** BEGIN SELECTED PASSAGE **

6.1.2 Extract vectors of data for the data frame

Get the number of stations requested:

stn_tas_lst$SUMMARY$NUMBER_OF_OBJECTS
[1] 1


Extract the name of the ith station :

i <- 1
stn_tas_stationdata <- stn_tas_lst$STATION[[i]]

(stid_chr <- stn_tas_stationdata$STID)
[1] "CI077"


Extract the date-times:

obs_dt <- stn_tas_stationdata$OBSERVATIONS$date_time |> 
  unlist() |> 
  ymd_hms(tz = "America/Los_Angeles")
Date in ISO8601 format; converting timezone from UTC to "America/Los_Angeles".
## Inspect the vector:
class(obs_dt)
[1] "POSIXct" "POSIXt" 
length(obs_dt)
[1] 2351
head(obs_dt)
[1] "2024-01-01 00:00:00 PST" "2024-01-01 01:00:00 PST"
[3] "2024-01-01 02:00:00 PST" "2024-01-01 03:00:00 PST"
[5] "2024-01-01 04:00:00 PST" "2024-01-01 05:00:00 PST"
range(obs_dt)
[1] "2024-01-01 00:00:00 PST" "2024-05-21 23:00:00 PDT"


Extract the hourly temperatures:

obs_tas <- stn_tas_stationdata$OBSERVATIONS$air_temp_set_1 |> unlist()
head(obs_tas)
[1] 49.8 48.4 46.4 48.2 47.1 46.6
length(obs_tas)
[1] 2351


6.1.3 Create a tibble with the required structure

Bring them all together in a tibble. For this, we’ll want to use dplyr:

library(dplyr) |> suppressPackageStartupMessages()

** END SELECTED PASSAGE **
** BEGIN RECORDED INFORMATION **

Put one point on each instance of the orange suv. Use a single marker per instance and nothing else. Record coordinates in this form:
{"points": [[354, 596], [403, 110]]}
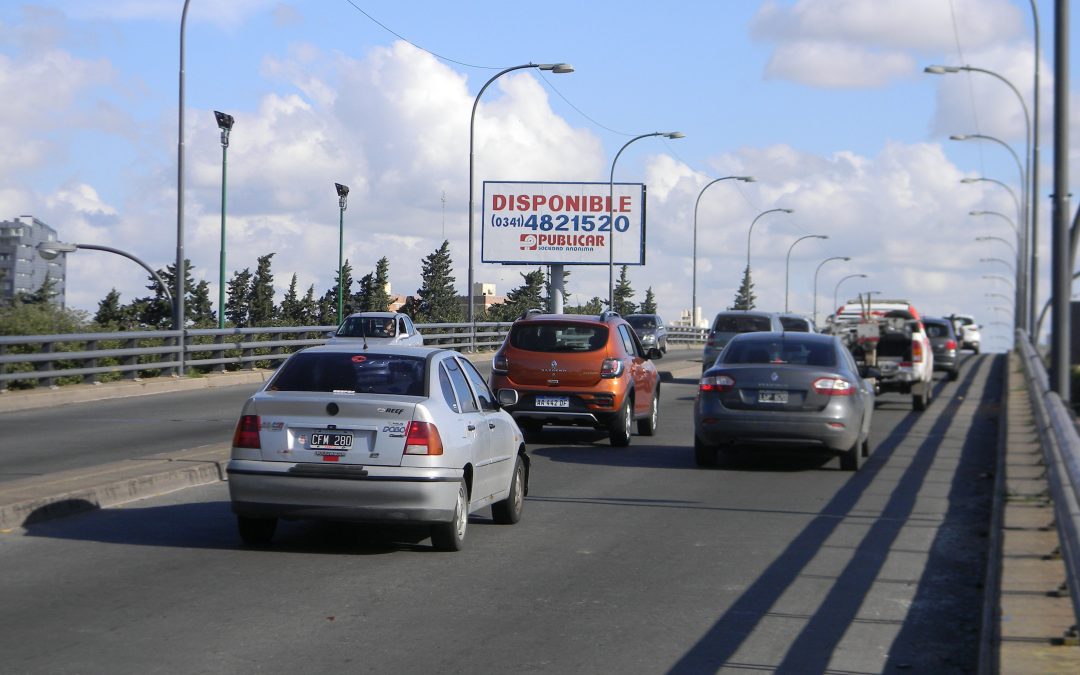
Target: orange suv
{"points": [[583, 370]]}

** END RECORDED INFORMATION **

▸ **TASK REQUIREMENTS**
1 - Reproduce the part of the station-data walkthrough that begins at the words "obs_tas <- stn_tas_stationdata$OBSERVATIONS$air_temp_set_1" and stops after "library(dplyr) |> suppressPackageStartupMessages()".
2 - Answer these questions from the station-data walkthrough:
(a) What station ID does the walkthrough extract?
(b) Into which time zone are the date-times converted?
(c) Which package is used to bring the vectors together in a tibble?
3 - Decide whether each statement agrees with the station-data walkthrough, and support each answer with the deciding words of the walkthrough:
(a) More than one station was requested.
(b) The latest date-time in the range falls in May 2024.
(c) The first hourly temperature listed is 49.8.
The data plays no part in this.

▸ **FULL SOLUTIONS**
1 -
obs_tas <- stn_tas_stationdata$OBSERVATIONS$air_temp_set_1 |> unlist()
head(obs_tas)
[1] 49.8 48.4 46.4 48.2 47.1 46.6
length(obs_tas)
[1] 2351


6.1.3 Create a tibble with the required structure

Bring them all together in a tibble. For this, we’ll want to use dplyr:

library(dplyr) |> suppressPackageStartupMessages()

2 -
(a) CI077
(b) America/Los_Angeles
(c) dplyr

3 -
(a) No: "[1] 1"
(b) Yes: "2024-05-21 23:00:00 PDT"
(c) Yes: "[1] 49.8 48.4 46.4 48.2 47.1 46.6"